*Directions:* Set down the data below without change, skipping the pictures it holds.

————

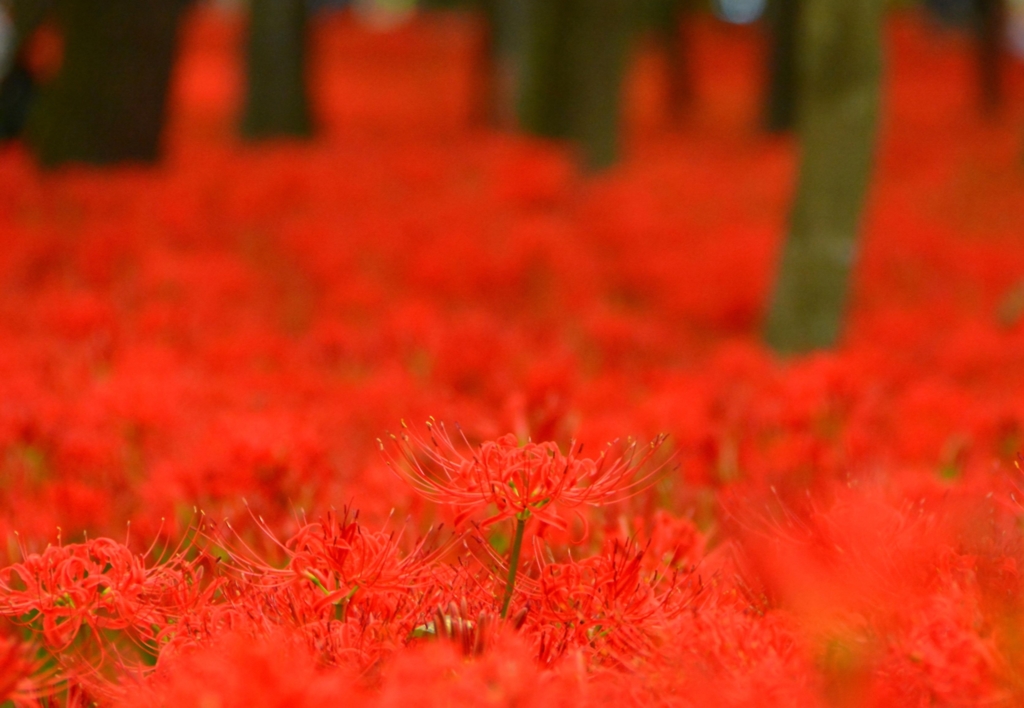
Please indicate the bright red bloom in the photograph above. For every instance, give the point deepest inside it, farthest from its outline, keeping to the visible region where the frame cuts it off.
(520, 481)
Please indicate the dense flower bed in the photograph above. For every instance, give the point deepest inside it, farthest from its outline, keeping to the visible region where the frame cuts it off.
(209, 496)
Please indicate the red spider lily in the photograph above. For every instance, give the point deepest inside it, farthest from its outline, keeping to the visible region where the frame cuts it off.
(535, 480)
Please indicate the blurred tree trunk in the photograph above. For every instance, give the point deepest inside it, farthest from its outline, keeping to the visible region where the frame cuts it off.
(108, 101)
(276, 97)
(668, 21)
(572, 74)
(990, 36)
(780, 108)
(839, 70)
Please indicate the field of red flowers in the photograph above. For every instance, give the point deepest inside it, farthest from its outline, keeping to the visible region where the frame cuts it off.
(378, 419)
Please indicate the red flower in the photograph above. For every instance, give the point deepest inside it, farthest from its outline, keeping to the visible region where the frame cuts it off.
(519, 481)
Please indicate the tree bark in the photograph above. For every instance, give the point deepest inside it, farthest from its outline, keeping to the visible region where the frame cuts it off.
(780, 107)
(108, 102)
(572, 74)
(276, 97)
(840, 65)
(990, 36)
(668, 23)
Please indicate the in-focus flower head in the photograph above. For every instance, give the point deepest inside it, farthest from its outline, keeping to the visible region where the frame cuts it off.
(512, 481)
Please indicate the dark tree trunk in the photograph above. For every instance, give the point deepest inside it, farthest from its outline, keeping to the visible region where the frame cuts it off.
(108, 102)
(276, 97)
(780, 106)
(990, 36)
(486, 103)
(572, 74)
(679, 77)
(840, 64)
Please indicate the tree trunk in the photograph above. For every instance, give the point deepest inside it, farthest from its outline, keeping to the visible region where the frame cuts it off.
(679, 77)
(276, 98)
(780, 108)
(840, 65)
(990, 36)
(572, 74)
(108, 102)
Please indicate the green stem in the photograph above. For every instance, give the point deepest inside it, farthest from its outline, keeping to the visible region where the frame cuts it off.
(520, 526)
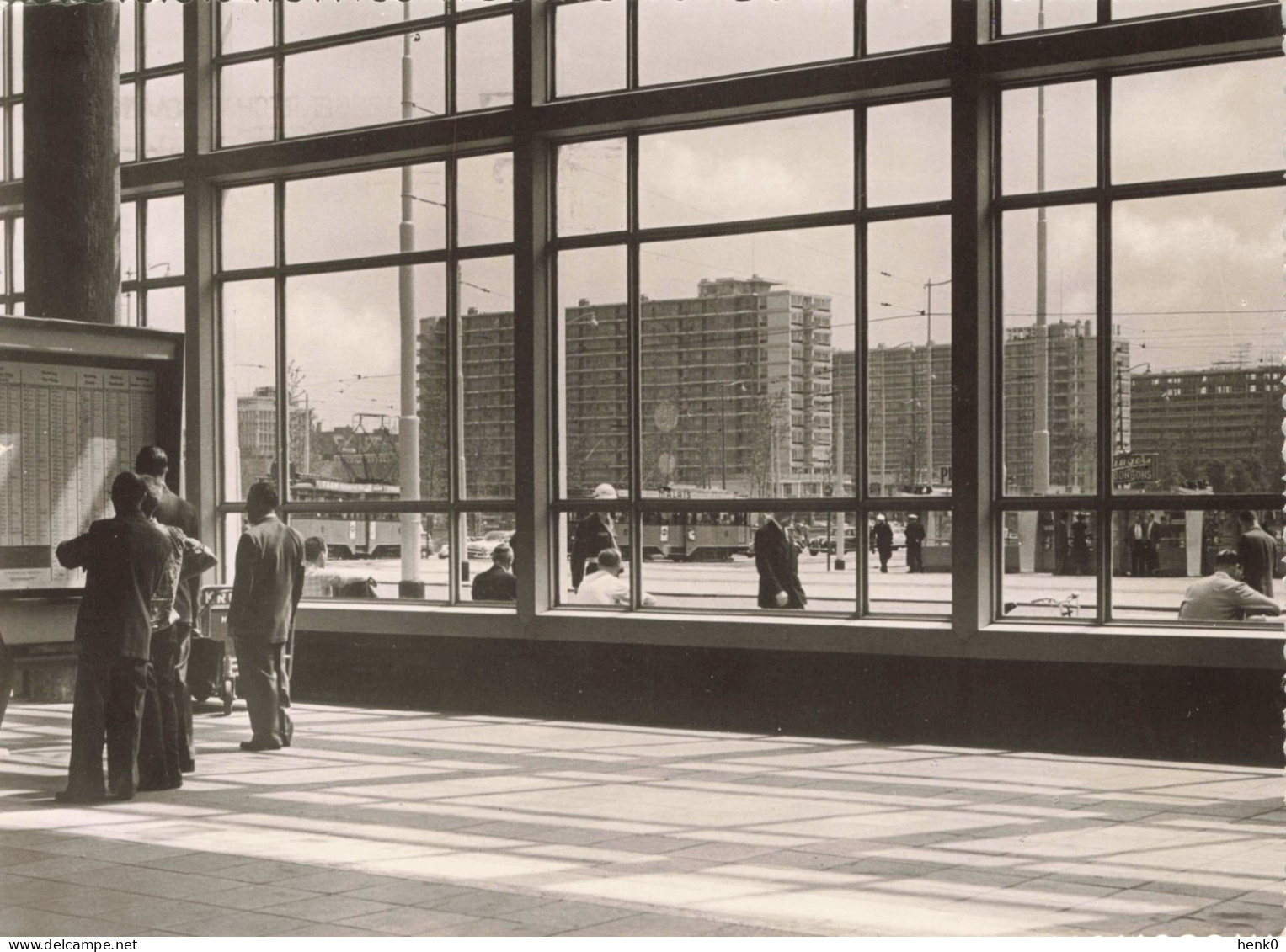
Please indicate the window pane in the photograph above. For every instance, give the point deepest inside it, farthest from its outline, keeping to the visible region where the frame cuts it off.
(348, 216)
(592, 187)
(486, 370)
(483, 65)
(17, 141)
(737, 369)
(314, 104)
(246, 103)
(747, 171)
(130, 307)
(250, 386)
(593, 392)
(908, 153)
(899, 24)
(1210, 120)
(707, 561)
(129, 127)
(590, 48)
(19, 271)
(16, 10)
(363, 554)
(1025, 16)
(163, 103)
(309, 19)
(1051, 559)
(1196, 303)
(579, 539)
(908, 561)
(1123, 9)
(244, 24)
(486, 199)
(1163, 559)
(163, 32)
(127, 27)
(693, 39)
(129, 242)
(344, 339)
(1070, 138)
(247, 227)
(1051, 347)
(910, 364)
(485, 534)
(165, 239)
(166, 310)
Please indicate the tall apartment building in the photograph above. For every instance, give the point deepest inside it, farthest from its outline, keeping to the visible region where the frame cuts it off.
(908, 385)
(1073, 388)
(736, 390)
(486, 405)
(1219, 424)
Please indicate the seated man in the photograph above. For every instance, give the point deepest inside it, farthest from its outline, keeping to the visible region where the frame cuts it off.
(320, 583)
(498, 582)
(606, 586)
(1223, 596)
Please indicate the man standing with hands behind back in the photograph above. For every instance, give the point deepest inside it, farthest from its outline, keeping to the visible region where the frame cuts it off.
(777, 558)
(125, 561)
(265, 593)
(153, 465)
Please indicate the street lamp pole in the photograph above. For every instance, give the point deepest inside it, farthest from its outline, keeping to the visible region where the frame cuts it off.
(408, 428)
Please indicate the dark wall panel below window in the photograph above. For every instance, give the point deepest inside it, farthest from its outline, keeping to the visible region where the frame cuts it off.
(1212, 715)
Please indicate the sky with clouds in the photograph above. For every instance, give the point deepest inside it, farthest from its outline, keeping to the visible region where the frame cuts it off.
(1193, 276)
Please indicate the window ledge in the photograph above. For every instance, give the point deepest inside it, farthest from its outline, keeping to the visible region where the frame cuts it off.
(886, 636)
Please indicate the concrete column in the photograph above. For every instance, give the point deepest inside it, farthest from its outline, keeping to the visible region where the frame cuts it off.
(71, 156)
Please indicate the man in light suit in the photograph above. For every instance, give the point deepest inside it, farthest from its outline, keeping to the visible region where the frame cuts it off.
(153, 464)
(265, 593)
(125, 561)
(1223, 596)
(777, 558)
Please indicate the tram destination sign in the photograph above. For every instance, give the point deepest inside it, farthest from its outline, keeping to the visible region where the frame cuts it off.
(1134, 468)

————

*Solved problem:*
Please indicate the bright red bloom in the photograph above. For every instance, give the point deepest inside it, farthest from its outline, keeping to the visible region where the frame cuts it off.
(520, 481)
Please indicate the dense flower bed in the photograph above. For every instance, give the point deepest inside it, farthest from its outline, keeping to the visible region where the frame cuts it off.
(209, 496)
Please indicate the red spider lily in the photograph above. For every instance, give the point deepest inside it, farthest from its outline, keeping to the visible region where the frame cuts it off.
(535, 480)
Please indicate the blurred tree trunk in the photograph above. For every instance, give the point deepest inside it, farthest from its outline, keeping to the visible region where the frame cuts it off.
(108, 101)
(276, 97)
(668, 21)
(572, 74)
(990, 36)
(780, 108)
(839, 70)
Please indicate the field of red flowers in the photograph above. For every instance, give the point deepest inside it, farthest from its outline, keeping to the visible region where the frame cuts it off.
(378, 419)
Please indicate the red flower in the photograph above. For every instance, give the point deepest inside it, farthest from its outline, keeping to the visible region where the frame cuts it off.
(519, 481)
Please indicate the tree bark in the photograph above. For every instance, give the point deepest inside it, farthest from its outline, keeping to the visible region where the frame cuts it off.
(780, 107)
(108, 102)
(572, 74)
(276, 97)
(840, 65)
(990, 36)
(668, 23)
Please indicate the in-focus flower head in the photograph above. For every instance, give the point deepest inside it, farthest from its outline, keeping to the visible region where the frame cuts it off.
(512, 481)
Please indicate the dark tree trunk in the photograph above. For every instance, give the point deepest inside it, farthest from its outline, keeping to the visible region where the frame cuts it off.
(108, 102)
(276, 97)
(780, 106)
(990, 36)
(486, 103)
(572, 74)
(679, 77)
(840, 64)
Please indicate the tree trunk in the photograph above. For every instance, give the point deepest inside it, farthest from its outline, keeping to the visible region where the frame cuts it off.
(679, 77)
(276, 98)
(780, 108)
(840, 65)
(990, 36)
(572, 74)
(108, 102)
Please indicate the green stem in the photograph above. For every instance, give the point deepest inside it, farthest from its outline, keeping to the visible region where the frame cuts it off.
(520, 526)
Please indicate the window pane in the photograph above. For every instance, give the point deepest inside it, farthest from its outline, keeping to the visible region where the frame cuts it off.
(348, 216)
(592, 187)
(486, 370)
(483, 65)
(17, 141)
(737, 369)
(314, 104)
(246, 103)
(747, 171)
(130, 307)
(250, 386)
(593, 392)
(908, 153)
(899, 24)
(1210, 120)
(707, 561)
(129, 127)
(590, 48)
(19, 271)
(16, 10)
(363, 554)
(1025, 16)
(163, 103)
(309, 19)
(1051, 559)
(1196, 303)
(579, 539)
(908, 561)
(1123, 9)
(244, 24)
(486, 199)
(1163, 559)
(163, 32)
(127, 27)
(693, 39)
(129, 242)
(344, 339)
(1070, 138)
(247, 227)
(1051, 347)
(910, 364)
(485, 534)
(165, 239)
(166, 310)
Please indicate the tall apartment building in the photograph above. For every instance, give the point deepest inside it, farthest from its outline, keeping to the visible region where the frame cuts it off.
(908, 385)
(1073, 388)
(736, 390)
(486, 405)
(1219, 424)
Please indicate the seated man in the photograph above. For every instance, give the point deepest inside it, farthest from its outline, keeping to the visible region where the frame cuts it off.
(320, 583)
(498, 582)
(606, 586)
(1223, 596)
Please indicate the man standing with hands behind back in the photograph above. For every instance, give the point deepest inside it, farthest from its outline, keeping to the visible region where the frame cuts it off.
(777, 558)
(125, 561)
(265, 593)
(153, 465)
Please indicate the street lamp pole in the photograph above. For every instance, give the point deepest inside it, farthest from its outline, keeping to the visible region where the frame cuts it off.
(408, 428)
Please indicate the dark wall panel below window in the photograph above. For every instance, give the point deepest inside it, farthest from its outline, keeping to the visible region where the frame cuts it off.
(1212, 715)
Please indicate the sky with clouds in the photograph above. For every instance, give the point deepest inside it, farthest from its outline, keeping to the visible region where the frame cuts it off.
(1193, 276)
Please indicate the window ledge in the photograph above. For every instance, give the point deepest inside it, farthest from its outline, keeping to the visible region where the frame cuts it off.
(886, 636)
Please indicate the concrete column in the photograph above. For every instance, give the point deepest inside it, farthest from its outline, keeping to the visible region where the frame cuts it off.
(71, 156)
Please indicate the man in light suit in the photograph above. For every instance, give the point deepest inside it, farthest from its outline, keeping to the visible region where the frame cuts it off.
(153, 464)
(265, 593)
(125, 561)
(1223, 596)
(777, 558)
Please indicate the tram destination sign in the photograph above. For every instance, give the point deepest inside it, farthest from its outline, keeping to the visible region where the frame cuts it off.
(1134, 468)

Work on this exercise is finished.